**Quoted passage:**
══════
5. Common Interview Questions

(1) What is I/O multiplexing?

Key points for answering:
I/O multiplexing is a mechanism that allows a program to monitor multiple I/O operations simultaneously, avoiding the creation of independent threads or processes for each I/O operation.
Common I/O multiplexing technologies include select, poll, and epoll.

(2) What is the difference between select and poll?

Key points for answering:
select has a limit on the number of file descriptors (usually 1024), while poll does not have this limit.
poll uses a structure array to pass file descriptors, while select uses file descriptor sets.
Both need to reinitialize the set or array of file descriptors for each call.

(3) What advantages does epoll have over select and poll?

Key points for answering:
epoll has no limit on the number of file descriptors and is suitable for large-scale concurrent connections.
epoll does not need to traverse all file descriptors each time, so its performance is higher.
epoll adopts an event notification mechanism, while select and poll need polling.

(4) What are level-triggered (LT) and edge-triggered (ET)?

Key points for answering:
Level-triggered (LT): Event notifications are triggered every time there is data readable or writable, allowing the program to process data in multiple times.
══════
**Tasks and exercises:**
(A) Reproduce the I/O multiplexing interview text starting at "5. Common Interview" and ending at "poll, and epoll.".
(B) Decide whether each statement agrees with the I/O multiplexing interview text. Answer yes or no for each and quote the words of the text that settle it. (i) select usually limits the number of file descriptors to 1024. (ii) poll passes file descriptors by means of file descriptor sets. (iii) epoll must traverse all file descriptors each time.
(C) Extend the I/O multiplexing interview text, picking up right after its final sentence.

**Data:**
══════
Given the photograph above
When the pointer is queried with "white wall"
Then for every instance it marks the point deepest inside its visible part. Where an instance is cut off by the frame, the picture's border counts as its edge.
══════
**The responses:**
(A)
5. Common Interview Questions

(1) What is I/O multiplexing?

Key points for answering:
I/O multiplexing is a mechanism that allows a program to monitor multiple I/O operations simultaneously, avoiding the creation of independent threads or processes for each I/O operation.
Common I/O multiplexing technologies include select, poll, and epoll.

(B)
(i) Yes: "select has a limit on the number of file descriptors (usually 1024)".
(ii) No: "poll uses a structure array to pass file descriptors, while select uses file descriptor sets."
(iii) No: "epoll does not need to traverse all file descriptors each time".

(C)
Edge-triggered (ET): Event notifications are triggered only when the status changes from none to available, requiring the program to process all data at once.

(5) How to handle I/O operations in high-concurrency scenarios?

Key points for answering:
Use I/O multiplexing mechanisms (such as epoll) to manage a large number of file descriptors.
Use non-blocking I/O and asynchronous I/O to reduce the overhead of thread and process context switching.
Combine with technologies such as thread pools or coroutines to further optimize concurrent processing capabilities.

(6) How to choose between LT and ET modes of epoll?

Key points for answering:
LT mode is simpler to use and suitable for most scenarios, without the need to process all data at once.
ET mode is suitable for scenarios with high performance requirements, which can reduce unnecessary system calls, but requires more complex programming logic to ensure that all data is processed in a timely manner.

(7) Describe the application scenarios of I/O multiplexing in servers?

Key points for answering:
I/O multiplexing is used in high-concurrency servers to handle connection requests from multiple clients.
It is often used in network servers, proxy servers and other applications that need to handle a large number of I/O operations at the same time.
A large number of connections are managed through epoll or select, reducing the consumption of system resources and improving the throughput and response speed of the server.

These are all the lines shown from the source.